What this task involves: Note how many lines in the entries contain the string "field", then give that number and nothing else.

_ _ _ _ _ _ _

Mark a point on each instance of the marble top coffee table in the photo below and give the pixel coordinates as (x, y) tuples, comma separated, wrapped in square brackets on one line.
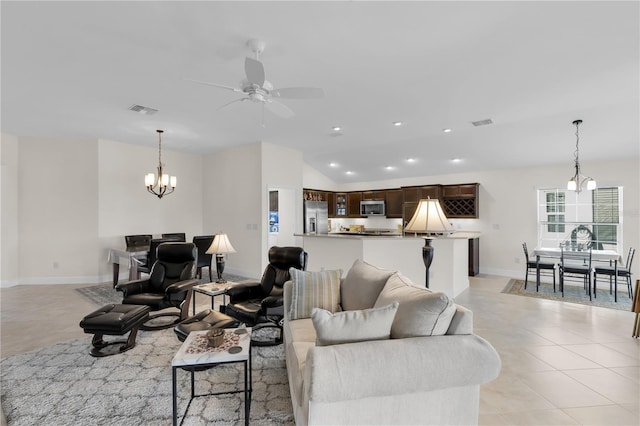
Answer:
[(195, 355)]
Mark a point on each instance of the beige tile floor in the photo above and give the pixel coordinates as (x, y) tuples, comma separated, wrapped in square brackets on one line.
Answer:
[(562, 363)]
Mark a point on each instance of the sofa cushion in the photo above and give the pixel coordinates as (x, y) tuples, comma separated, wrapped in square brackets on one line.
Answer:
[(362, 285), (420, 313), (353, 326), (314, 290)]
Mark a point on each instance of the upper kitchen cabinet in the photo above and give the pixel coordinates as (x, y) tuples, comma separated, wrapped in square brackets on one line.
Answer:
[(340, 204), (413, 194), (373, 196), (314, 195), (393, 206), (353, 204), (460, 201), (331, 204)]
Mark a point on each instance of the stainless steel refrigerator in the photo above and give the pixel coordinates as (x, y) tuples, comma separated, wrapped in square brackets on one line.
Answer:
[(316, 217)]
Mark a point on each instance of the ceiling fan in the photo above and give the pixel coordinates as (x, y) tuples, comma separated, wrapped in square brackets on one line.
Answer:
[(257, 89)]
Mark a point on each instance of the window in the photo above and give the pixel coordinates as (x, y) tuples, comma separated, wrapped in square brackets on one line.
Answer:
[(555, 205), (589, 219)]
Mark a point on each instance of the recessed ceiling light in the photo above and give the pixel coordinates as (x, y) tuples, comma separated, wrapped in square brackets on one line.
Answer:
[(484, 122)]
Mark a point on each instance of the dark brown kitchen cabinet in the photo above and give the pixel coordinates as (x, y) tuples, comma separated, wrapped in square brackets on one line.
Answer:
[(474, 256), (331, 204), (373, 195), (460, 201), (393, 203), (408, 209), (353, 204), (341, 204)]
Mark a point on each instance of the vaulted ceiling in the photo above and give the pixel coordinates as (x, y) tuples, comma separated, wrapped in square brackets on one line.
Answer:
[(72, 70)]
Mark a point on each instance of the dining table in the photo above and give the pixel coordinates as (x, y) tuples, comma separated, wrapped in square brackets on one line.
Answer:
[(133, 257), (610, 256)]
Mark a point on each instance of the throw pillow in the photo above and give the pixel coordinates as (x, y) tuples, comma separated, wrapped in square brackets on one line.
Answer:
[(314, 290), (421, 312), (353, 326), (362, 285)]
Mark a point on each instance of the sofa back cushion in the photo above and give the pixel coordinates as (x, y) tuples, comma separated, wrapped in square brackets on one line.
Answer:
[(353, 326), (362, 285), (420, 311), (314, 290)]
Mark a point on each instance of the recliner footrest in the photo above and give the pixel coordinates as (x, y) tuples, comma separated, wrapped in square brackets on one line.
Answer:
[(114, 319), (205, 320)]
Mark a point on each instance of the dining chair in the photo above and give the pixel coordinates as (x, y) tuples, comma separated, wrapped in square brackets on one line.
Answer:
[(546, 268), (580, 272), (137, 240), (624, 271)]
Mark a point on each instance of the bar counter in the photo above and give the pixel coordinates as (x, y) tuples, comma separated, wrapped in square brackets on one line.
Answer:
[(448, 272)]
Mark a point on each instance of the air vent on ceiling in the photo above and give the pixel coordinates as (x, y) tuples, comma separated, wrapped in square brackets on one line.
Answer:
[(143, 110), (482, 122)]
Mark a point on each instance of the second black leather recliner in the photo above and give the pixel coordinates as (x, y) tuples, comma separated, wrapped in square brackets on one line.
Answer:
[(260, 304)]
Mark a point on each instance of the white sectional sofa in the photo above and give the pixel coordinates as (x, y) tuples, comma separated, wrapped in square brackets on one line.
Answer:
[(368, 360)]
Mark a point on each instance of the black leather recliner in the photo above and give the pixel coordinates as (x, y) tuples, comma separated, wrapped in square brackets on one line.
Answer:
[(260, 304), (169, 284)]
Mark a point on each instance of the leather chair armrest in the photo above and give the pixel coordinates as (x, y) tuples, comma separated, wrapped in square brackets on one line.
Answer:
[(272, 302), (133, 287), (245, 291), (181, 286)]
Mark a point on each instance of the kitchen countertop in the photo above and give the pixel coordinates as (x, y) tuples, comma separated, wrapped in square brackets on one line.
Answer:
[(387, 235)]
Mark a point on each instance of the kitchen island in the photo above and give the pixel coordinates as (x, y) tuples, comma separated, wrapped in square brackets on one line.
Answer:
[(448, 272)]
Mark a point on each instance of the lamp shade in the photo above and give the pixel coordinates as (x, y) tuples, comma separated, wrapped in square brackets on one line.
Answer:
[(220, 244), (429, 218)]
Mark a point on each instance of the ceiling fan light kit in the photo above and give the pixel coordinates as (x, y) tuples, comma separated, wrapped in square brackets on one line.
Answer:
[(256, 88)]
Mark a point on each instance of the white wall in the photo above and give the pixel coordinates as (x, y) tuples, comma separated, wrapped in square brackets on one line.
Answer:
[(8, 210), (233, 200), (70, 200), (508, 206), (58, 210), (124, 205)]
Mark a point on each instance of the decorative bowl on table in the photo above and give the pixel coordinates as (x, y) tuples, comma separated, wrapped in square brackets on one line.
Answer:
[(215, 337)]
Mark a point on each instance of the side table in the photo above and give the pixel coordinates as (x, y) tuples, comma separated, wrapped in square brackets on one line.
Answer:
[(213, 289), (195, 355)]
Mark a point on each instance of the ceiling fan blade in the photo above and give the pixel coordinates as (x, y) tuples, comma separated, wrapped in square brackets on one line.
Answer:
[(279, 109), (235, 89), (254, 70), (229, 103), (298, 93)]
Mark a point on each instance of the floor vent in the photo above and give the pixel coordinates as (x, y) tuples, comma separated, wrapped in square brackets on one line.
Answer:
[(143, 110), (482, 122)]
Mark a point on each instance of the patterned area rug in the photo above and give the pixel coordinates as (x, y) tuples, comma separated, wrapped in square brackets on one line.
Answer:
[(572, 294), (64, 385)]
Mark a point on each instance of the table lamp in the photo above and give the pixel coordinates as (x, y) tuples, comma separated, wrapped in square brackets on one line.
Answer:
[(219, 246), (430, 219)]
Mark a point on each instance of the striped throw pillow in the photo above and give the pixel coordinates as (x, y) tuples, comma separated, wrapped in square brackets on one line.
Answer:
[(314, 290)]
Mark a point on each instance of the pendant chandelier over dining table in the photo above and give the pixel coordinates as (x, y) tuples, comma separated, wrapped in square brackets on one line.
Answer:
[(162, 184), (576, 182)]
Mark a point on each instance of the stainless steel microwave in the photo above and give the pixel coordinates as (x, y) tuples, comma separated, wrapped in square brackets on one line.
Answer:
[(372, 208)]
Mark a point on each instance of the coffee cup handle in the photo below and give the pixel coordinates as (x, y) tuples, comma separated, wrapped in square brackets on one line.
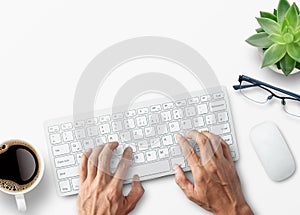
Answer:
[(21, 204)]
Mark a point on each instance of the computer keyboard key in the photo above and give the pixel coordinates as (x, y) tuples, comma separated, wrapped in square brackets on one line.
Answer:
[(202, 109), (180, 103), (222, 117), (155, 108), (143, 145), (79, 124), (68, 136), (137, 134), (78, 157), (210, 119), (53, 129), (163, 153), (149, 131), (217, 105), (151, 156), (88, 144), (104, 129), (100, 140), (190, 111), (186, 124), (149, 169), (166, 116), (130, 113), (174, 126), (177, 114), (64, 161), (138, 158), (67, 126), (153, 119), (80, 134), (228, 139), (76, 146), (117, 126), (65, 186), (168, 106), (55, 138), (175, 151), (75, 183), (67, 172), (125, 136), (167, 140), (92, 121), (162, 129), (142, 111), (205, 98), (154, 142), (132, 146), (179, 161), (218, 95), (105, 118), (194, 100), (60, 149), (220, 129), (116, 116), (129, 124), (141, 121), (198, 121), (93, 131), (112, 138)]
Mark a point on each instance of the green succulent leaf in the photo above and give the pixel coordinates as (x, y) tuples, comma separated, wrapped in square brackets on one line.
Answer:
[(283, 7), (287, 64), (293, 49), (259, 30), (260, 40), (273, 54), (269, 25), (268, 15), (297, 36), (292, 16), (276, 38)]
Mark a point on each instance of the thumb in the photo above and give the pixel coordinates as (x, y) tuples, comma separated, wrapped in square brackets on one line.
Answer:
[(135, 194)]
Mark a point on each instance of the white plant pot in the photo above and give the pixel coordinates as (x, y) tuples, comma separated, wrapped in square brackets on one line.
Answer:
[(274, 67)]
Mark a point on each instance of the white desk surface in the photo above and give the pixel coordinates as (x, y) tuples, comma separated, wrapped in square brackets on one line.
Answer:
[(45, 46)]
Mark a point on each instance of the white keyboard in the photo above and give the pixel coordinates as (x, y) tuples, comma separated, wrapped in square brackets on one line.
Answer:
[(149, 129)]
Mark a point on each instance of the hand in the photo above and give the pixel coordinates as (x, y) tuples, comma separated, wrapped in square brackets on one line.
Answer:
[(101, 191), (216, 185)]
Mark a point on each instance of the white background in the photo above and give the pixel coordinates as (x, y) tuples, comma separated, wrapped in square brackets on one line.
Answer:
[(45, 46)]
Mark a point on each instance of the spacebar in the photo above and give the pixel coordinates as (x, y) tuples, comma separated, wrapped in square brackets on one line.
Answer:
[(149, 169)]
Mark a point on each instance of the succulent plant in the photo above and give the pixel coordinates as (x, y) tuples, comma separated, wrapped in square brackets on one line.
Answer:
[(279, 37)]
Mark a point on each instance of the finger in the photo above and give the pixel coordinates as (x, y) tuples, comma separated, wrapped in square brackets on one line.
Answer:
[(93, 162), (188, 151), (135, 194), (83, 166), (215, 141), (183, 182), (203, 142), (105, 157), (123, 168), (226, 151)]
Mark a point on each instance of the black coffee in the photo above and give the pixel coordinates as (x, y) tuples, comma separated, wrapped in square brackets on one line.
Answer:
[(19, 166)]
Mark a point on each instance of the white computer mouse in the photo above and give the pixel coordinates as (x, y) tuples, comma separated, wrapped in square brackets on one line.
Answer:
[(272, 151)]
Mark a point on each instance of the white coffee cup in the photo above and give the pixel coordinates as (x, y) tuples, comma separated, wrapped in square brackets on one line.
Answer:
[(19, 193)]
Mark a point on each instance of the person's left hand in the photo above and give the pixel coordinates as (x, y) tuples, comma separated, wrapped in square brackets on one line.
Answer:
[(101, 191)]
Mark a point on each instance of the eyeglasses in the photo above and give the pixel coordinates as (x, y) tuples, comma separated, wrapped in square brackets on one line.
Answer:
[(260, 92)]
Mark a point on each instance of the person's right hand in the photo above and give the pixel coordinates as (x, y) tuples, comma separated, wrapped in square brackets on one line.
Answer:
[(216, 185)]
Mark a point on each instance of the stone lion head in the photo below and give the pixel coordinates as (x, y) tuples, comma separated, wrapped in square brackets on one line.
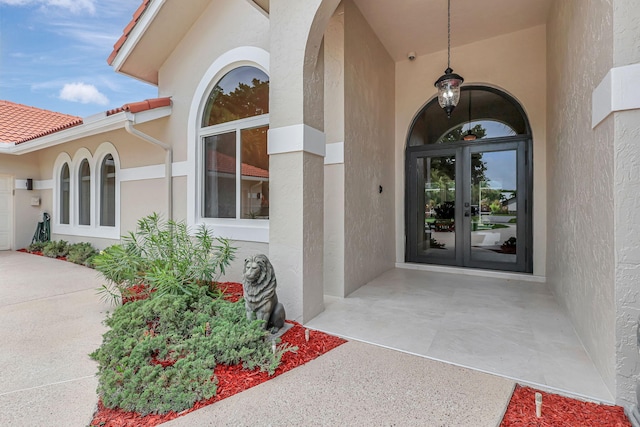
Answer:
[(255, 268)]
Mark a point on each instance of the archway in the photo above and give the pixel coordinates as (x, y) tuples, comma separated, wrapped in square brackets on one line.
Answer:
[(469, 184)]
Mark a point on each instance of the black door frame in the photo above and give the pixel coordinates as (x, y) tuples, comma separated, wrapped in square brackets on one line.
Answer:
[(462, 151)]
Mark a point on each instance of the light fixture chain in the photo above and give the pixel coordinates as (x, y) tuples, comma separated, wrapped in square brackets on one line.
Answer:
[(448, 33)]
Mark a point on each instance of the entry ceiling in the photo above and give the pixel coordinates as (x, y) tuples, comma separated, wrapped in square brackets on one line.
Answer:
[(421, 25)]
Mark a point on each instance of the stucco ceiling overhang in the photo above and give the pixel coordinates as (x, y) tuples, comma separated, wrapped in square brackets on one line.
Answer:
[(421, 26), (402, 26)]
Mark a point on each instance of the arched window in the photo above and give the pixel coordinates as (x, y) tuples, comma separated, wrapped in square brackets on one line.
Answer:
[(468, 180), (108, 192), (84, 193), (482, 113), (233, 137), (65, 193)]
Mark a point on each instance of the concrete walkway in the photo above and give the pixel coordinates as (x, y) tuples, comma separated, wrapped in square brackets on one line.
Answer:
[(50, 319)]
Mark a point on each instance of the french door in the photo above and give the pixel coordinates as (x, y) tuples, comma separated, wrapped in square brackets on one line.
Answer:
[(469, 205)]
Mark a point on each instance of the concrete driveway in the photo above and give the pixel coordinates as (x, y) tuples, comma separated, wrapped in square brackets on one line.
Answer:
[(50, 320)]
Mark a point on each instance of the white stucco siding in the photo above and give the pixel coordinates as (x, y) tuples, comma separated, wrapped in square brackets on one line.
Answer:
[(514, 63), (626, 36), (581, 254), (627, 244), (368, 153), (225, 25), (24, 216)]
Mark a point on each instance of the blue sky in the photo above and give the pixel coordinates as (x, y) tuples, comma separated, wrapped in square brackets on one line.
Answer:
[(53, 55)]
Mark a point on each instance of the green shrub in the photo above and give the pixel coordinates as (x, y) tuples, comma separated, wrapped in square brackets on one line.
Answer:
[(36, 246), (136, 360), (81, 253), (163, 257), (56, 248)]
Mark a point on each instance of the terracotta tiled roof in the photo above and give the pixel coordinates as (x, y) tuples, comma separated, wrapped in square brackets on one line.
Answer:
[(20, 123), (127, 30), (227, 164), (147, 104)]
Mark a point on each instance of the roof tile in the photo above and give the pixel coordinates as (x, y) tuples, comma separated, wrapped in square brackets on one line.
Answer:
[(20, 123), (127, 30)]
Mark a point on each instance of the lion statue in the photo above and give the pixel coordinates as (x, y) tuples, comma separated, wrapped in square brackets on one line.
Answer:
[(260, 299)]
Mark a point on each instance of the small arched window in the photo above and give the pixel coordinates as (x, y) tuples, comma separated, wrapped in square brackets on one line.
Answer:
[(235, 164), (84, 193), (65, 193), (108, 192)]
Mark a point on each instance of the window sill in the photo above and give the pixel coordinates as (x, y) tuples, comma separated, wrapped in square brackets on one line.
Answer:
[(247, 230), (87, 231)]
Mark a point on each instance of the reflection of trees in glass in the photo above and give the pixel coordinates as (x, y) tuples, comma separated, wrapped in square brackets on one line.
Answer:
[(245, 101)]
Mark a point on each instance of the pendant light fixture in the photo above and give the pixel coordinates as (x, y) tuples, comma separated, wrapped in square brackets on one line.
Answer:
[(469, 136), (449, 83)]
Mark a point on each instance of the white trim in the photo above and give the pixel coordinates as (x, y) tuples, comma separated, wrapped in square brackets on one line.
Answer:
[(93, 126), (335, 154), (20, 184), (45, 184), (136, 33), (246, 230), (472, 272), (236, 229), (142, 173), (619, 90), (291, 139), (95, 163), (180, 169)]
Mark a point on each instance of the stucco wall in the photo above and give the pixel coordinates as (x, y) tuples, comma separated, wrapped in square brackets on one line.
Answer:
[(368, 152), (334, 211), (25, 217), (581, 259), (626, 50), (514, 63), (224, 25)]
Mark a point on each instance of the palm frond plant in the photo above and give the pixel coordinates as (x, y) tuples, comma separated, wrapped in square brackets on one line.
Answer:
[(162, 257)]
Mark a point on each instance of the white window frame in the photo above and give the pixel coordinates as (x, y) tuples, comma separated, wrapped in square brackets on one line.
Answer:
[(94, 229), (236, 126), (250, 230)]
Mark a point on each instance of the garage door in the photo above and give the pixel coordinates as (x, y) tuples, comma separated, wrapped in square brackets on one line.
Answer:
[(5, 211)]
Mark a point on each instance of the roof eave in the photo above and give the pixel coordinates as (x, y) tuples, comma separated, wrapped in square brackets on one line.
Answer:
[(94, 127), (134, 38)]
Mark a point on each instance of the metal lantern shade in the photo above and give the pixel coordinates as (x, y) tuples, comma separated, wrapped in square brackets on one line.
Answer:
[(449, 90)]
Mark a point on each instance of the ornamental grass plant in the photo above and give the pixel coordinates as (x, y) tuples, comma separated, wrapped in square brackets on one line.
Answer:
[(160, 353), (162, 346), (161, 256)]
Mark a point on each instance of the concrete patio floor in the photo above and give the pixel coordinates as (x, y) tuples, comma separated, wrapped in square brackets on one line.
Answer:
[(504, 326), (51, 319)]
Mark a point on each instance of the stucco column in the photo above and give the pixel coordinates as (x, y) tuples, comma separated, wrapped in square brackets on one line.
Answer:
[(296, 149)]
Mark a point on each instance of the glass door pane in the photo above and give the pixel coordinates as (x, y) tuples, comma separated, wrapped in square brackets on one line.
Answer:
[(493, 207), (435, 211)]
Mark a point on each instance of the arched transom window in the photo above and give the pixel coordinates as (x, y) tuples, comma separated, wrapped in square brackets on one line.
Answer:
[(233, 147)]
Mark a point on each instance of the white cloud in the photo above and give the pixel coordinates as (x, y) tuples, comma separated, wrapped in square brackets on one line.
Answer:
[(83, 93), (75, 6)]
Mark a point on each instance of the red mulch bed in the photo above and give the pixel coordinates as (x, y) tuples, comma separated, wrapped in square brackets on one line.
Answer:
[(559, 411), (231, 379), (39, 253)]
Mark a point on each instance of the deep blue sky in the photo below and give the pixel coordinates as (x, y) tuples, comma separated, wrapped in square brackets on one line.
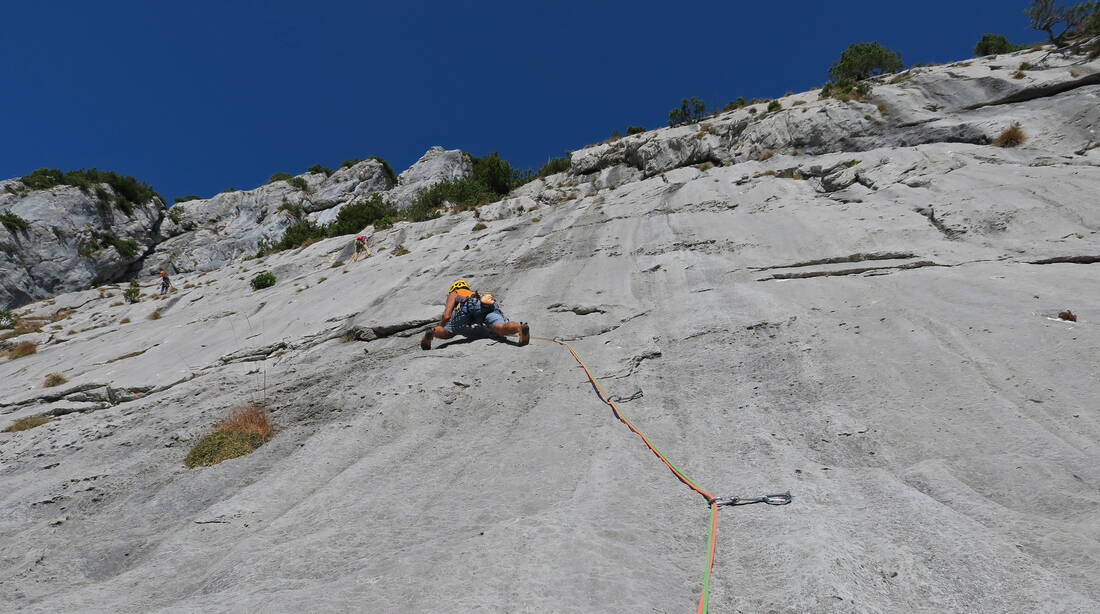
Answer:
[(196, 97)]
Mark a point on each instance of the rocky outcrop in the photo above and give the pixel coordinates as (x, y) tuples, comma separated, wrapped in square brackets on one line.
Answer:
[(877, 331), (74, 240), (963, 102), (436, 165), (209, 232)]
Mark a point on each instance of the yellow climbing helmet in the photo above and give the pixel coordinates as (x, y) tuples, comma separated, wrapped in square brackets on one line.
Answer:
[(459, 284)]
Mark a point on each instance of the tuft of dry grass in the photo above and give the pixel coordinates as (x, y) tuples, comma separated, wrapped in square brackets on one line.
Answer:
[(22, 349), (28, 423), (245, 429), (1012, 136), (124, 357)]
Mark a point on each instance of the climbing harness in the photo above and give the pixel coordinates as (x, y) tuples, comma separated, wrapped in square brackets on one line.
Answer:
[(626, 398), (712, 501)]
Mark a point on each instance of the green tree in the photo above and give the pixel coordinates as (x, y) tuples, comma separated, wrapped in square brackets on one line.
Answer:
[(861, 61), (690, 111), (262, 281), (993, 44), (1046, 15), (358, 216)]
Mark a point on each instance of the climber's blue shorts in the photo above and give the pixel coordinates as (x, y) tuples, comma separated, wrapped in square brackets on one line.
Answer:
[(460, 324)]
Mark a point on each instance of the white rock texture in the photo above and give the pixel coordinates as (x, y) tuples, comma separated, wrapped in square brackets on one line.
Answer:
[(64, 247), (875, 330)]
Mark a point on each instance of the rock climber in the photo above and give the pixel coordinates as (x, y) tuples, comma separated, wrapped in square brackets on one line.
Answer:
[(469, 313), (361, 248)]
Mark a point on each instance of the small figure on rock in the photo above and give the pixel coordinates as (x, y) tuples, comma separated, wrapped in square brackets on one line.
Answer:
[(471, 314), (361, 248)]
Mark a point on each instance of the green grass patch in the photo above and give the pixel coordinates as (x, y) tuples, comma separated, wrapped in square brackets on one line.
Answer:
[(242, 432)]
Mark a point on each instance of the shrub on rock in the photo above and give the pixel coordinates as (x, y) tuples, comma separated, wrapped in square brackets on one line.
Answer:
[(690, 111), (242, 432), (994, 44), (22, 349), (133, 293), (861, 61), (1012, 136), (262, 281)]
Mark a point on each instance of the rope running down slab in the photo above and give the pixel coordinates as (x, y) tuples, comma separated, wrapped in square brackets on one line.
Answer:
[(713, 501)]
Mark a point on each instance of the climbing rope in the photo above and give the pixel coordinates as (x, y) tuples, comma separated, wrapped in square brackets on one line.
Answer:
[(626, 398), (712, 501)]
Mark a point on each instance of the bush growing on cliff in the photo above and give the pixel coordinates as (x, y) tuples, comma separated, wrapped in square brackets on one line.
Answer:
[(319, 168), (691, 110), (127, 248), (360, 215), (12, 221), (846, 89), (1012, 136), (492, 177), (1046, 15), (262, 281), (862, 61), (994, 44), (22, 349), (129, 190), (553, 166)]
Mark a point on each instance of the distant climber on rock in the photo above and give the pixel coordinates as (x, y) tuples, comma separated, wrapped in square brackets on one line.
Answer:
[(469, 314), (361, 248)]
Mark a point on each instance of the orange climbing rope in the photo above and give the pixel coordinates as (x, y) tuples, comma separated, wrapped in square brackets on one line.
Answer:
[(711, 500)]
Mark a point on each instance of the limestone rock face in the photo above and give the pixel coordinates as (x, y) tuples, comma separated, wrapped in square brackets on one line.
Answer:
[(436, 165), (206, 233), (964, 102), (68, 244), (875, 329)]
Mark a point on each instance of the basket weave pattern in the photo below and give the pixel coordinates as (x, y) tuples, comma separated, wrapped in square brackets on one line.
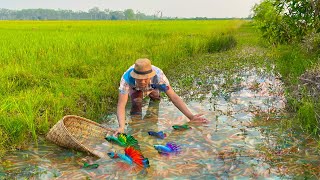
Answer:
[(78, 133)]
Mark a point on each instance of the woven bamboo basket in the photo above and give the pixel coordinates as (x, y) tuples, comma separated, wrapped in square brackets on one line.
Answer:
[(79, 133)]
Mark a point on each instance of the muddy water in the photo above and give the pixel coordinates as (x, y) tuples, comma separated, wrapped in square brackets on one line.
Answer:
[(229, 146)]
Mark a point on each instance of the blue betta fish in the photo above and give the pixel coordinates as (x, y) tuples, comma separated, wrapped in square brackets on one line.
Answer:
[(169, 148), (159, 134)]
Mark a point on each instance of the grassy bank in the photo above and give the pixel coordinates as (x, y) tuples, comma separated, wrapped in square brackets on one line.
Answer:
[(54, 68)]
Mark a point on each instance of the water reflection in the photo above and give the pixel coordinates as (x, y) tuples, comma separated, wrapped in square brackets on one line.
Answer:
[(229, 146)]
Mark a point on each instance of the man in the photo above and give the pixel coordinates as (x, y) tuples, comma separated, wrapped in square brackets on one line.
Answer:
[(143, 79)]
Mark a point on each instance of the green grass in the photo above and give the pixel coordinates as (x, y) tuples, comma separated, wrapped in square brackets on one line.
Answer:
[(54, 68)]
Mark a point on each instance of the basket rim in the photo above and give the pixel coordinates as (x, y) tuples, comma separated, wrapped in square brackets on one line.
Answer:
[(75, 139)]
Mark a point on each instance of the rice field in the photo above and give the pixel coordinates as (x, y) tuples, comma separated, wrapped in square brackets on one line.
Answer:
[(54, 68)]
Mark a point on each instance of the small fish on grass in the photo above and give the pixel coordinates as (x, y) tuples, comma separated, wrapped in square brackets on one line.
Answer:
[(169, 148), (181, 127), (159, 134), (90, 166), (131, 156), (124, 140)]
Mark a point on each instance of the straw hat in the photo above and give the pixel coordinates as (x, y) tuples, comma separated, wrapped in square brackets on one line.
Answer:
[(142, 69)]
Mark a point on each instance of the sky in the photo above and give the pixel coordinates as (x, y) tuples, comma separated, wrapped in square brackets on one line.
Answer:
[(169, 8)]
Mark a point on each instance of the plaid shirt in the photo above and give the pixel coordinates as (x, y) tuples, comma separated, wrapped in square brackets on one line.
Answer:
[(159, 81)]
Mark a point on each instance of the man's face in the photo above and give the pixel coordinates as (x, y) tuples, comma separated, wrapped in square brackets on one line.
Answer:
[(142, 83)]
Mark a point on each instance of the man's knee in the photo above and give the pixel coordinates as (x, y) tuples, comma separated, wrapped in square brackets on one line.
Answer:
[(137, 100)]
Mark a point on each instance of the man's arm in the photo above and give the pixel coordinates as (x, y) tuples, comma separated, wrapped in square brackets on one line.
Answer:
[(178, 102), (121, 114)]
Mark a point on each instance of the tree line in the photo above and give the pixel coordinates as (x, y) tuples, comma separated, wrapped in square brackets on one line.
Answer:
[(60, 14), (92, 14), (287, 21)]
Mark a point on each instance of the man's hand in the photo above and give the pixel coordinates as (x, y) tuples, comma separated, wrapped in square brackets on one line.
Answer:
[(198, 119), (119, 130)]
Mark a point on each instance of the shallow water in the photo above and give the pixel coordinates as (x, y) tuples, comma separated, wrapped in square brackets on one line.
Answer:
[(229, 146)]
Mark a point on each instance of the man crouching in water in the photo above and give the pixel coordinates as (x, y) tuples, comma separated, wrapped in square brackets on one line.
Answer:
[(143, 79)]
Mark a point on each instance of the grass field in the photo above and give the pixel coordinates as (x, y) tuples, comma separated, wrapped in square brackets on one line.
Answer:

_ _ _ _ _ _ _

Solution to the exercise: 2